7 Reasons the Petrol & Diesel Car Ban Won’t Work — And What We Should Do Instead

Published: August 1st 2025, 18:10
Category: Mobility & Energy


AI illustration of an infrastructure difference between countries AI illustration of an infrastructure difference between countries by LeonardoAI

EVs Instead of Petrol & Diesel Cars

In our previous article "The EU's Ban on Combustion Engines", we explored the logic, intentions, and unintended consequences of the EU's decision to ban the sale of new petrol and diesel cars by 2035. The verdict? Noble intentions, poor execution.

Now, let’s go a step deeper. Because laws don’t work just because we pass them. They work when they align with reality — economic, environmental, and societal. Below are 7 reasons why the petrol and diesel car ban is unlikely to succeed as intended, and what smarter alternatives could lead us to a genuinely greener future.

The Reasons Why That Ban Won’t Work

1. EVs Aren’t as Clean as You Think

Electric vehicles (EVs) eliminate tailpipe emissions, yes. But that’s just one part of the lifecycle. According to the IEA’s Global EV Outlook 2021, EV production emits 40–60% more CO₂ than internal combustion engine (ICE) cars due to energy-intensive battery manufacturing. Depending on your electricity source, it can take 50,000 to 100,000 km for an EV to break even on emissions.

In regions with coal-heavy grids (e.g. Poland), the carbon payback time is even longer. Until grid decarbonization catches up, the environmental superiority of EVs is conditional at best.

Fix: Instead of banning tech, implement well-to-wheel CO₂ targets, giving all technologies — EVs, hybrids, hydrogen, and synthetic fuels — a fair shot.

2. The Ethics of Cobalt and Lithium

EV batteries rely on lithium, nickel, and cobalt — much of which comes from politically unstable regions. Over 70% of global cobalt is mined in the Democratic Republic of Congo, often using child labor and unsafe conditions, as exposed by Amnesty International.

Shifting from oil to minerals doesn’t automatically clean up the supply chain. We’re just outsourcing the dirt.

Fix: The EU should mandate supply chain audits and ethical sourcing requirements, and fund battery recycling infrastructure domestically to reduce reliance on mining.

3. Grid Capacity Is Nowhere Near Ready

According to Eurelectric, full EV adoption would double electricity demand by 2040. Current infrastructure is underprepared for this spike, and upgrades will require over €500 billion in investment. Peak demand synchronization poses a risk of blackouts.

Fix: Invest heavily in smart grid tech, off-peak charging incentives, and localized solar/storage systems to balance demand.

EXTRACTED ENTRIES:
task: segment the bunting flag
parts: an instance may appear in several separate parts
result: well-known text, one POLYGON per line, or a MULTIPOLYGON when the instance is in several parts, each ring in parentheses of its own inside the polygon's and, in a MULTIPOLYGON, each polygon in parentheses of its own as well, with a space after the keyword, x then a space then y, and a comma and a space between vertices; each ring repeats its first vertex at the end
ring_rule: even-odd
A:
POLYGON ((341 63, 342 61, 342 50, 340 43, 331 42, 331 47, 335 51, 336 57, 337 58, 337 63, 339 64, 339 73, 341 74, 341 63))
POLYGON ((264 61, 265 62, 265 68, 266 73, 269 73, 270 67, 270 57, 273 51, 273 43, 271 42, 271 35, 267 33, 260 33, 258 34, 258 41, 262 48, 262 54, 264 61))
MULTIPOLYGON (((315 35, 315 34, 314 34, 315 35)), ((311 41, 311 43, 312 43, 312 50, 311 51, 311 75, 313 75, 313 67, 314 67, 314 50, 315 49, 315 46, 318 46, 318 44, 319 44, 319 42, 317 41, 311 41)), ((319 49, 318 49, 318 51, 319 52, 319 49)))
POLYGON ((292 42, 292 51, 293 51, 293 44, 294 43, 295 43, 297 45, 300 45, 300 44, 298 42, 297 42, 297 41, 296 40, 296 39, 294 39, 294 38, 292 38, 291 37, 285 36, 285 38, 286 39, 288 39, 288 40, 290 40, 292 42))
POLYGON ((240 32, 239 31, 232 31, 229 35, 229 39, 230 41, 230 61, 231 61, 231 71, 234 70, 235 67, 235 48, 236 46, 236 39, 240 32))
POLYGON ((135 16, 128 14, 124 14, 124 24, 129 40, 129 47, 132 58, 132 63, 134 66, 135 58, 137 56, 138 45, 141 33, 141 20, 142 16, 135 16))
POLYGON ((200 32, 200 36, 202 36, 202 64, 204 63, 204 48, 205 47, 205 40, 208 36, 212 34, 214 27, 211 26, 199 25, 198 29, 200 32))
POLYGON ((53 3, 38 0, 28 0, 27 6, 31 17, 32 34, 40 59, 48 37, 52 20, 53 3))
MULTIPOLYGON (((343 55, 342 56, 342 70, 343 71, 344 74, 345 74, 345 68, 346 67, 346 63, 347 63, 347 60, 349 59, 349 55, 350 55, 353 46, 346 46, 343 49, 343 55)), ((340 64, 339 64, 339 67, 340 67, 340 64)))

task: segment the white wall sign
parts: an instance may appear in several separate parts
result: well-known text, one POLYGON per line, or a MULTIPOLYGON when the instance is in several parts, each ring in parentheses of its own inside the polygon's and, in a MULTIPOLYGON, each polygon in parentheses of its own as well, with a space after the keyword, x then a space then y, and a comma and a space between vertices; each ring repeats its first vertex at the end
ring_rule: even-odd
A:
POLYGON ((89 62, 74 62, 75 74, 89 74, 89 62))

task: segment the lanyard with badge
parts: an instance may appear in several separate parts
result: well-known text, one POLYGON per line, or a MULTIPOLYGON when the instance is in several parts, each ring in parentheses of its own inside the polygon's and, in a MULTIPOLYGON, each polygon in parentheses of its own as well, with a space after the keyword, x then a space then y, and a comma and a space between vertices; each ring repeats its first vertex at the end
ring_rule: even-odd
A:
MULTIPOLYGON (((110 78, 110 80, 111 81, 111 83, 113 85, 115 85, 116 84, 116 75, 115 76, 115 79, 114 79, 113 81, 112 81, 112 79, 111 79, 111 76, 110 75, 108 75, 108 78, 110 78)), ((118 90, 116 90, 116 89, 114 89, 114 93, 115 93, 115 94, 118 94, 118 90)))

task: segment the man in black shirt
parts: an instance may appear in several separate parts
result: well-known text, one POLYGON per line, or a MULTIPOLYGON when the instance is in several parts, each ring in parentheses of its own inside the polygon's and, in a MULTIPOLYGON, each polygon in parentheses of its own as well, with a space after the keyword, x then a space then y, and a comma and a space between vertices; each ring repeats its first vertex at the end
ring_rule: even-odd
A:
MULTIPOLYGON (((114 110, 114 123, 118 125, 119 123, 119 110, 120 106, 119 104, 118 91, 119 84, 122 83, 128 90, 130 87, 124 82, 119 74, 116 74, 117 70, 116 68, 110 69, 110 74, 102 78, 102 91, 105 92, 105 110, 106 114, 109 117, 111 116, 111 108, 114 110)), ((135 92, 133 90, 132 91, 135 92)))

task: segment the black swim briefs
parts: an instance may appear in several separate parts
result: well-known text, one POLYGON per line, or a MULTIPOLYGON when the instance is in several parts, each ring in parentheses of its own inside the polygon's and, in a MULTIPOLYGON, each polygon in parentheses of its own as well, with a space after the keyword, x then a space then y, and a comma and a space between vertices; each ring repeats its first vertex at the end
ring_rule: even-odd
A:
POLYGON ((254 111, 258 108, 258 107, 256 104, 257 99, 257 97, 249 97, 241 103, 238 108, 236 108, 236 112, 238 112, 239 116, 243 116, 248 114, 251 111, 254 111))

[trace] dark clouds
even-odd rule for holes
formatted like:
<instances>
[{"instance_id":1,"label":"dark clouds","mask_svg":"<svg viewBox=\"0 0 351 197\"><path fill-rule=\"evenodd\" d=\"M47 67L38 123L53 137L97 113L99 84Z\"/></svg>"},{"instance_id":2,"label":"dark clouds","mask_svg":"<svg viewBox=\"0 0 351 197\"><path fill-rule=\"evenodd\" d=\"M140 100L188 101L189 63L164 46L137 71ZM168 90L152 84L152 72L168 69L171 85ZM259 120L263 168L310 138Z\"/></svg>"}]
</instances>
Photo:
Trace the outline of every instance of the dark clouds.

TASK INSTRUCTIONS:
1) In the article on the petrol and diesel car ban, what investment does it say grid upgrades will require?
2) Extend the article on the petrol and diesel car ban from the end of its third reason, keeping its format of a numbered heading, a short explanation and a "Fix:" line.

RESPONSES FOR EACH TASK:
1) Over €500 billion.

2)
4. EVs Are Too Expensive for Most Europeans

The average EV in Europe costs €47,000 (ACEA 2024), compared to €32,000 for ICE cars. When Germany cut EV subsidies in 2024, sales plummeted by 65% in Q1. Without subsidies, EVs are luxury products, not people’s cars — especially in lower-income EU countries where the average monthly wage is under €1,000. This growing affordability gap risks turning clean mobility into a privilege of the rich, not a universal solution.

Fix: Support affordable hybrid and synthetic-fuel-capable vehicles alongside EVs. Let the market adapt gradually, not by force.

5. EV Charging Infrastructure Lags Behind in Eastern Europe and Rural Areas

Let’s be honest: the electric revolution is built for rich countries. In much of Western Europe, charging stations are becoming common — but in the Eastern bloc, rural areas, and suburbs, the infrastructure is practically nonexistent. In places like Bulgaria, Romania, or parts of Czechia and Slovakia, you’ll often find one charger per town, if any. Apartment dwellers have no access to home charging. Villages? They’re still figuring out high-speed internet.

Fix: Prioritize infrastructure investment in underserved regions, including rural charging networks and subsidies for home installations. Without a functioning grid and real access, the transition remains fantasy for millions.

6. EU Is Ignoring Synthetic Fuels

Companies like Porsche, Siemens Energy, and Bosch are working on carbon-neutral synthetic fuels, which allow existing ICE vehicles to run cleanly. But these are getting sidelined due to the EV-only narrative.

Fix: Fund R&D and pilot programs for e-fuels, and set neutral technology targets instead of pushing only one drivetrain solution.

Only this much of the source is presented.